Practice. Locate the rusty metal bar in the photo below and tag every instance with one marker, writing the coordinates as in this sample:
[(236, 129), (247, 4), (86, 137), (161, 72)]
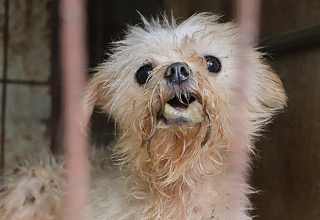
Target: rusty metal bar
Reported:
[(74, 64), (4, 82), (239, 154)]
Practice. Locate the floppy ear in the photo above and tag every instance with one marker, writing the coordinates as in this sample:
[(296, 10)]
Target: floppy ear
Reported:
[(269, 94), (95, 94)]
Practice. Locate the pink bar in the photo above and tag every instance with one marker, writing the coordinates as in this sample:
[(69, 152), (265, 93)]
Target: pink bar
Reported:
[(74, 65), (248, 19)]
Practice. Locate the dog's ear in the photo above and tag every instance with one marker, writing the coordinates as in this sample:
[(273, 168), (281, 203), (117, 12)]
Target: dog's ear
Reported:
[(95, 94), (269, 94)]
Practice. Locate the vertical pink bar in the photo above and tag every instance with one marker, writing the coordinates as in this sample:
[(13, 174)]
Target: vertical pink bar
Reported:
[(74, 65), (248, 19)]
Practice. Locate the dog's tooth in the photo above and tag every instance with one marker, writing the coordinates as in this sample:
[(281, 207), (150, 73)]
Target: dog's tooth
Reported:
[(193, 114)]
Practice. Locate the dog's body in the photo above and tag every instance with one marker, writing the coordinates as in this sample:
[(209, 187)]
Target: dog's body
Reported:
[(171, 90)]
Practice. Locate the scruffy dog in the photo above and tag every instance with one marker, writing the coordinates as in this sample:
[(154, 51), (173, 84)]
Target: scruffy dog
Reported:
[(171, 89)]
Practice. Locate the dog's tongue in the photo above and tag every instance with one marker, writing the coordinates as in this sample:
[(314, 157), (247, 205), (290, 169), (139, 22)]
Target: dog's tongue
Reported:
[(190, 114)]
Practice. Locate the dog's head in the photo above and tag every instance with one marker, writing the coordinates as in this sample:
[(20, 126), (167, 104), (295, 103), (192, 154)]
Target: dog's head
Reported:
[(171, 88)]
^^^^^^^^^^^^^^^^
▶ Set problem: Put every one of the lines above into a numbered list, skipping any blank lines and leaving the pictures out.

▶ Response to this task:
1. Practice. Locate the rusty metal bar in the photo below and tag every instance with one marker, writing the coordinates as in this sample:
2. [(236, 129), (247, 4), (86, 137), (161, 72)]
3. Target: rusty metal bar
4. Reported:
5. [(74, 64), (4, 82), (239, 154)]
6. Practice. Locate the floppy ear in the photo above and tag every instance with one marker, writing the coordinates as in this sample:
7. [(296, 10)]
8. Target: floppy ear
9. Reported:
10. [(269, 94), (95, 94)]
11. Practice. Locate the pink bar in the photo above and tag every instance with one marker, writing the coordinates as in this sample:
12. [(69, 152), (265, 93)]
13. Target: pink bar
14. Reported:
15. [(74, 65), (248, 19)]
16. Practice. Locate the dog's ear in the photo above and tag every instance with one marker, writing the coordinates as in this sample:
17. [(273, 168), (281, 203), (117, 12)]
18. Target: dog's ear
19. Reported:
20. [(95, 94), (269, 94)]
21. Practice. Locate the vertical pink bar in the photo above and tag every instance with one marker, writing the coordinates as in this sample:
22. [(13, 174)]
23. Target: vertical pink bar
24. Reported:
25. [(74, 65), (248, 19)]
26. Practice. Locate the dog's tooth in the photo above and tag every instance with one marker, writing the coordinates as in this sample:
27. [(281, 207), (150, 73)]
28. Target: dog's tooth
29. Reported:
30. [(193, 114)]
31. Practice. Locate the dog's body in the photo above and tag every instance with one marker, writing the coordinates as in this sample:
32. [(209, 187)]
33. Target: dog's body
34. Reported:
35. [(171, 90)]
36. Practice. Locate the scruffy dog in the photo above and tag every instance with one marker, writing the coordinates as in this sample:
37. [(154, 51), (173, 84)]
38. Target: scruffy dog
39. Reported:
40. [(171, 89)]
41. Practice. Locate the dog's tongue in the photo above and tag every instance with one marker, writing the coordinates as in this sample:
42. [(314, 157), (247, 205), (290, 169), (139, 22)]
43. Target: dog's tongue
44. Reported:
45. [(190, 114)]
46. Practice. Locate the dog's head in the photo above and tag every instance with one marker, writing the coordinates as in this sample:
47. [(20, 126), (167, 104), (295, 103), (192, 154)]
48. Target: dog's head
49. Reported:
50. [(171, 88)]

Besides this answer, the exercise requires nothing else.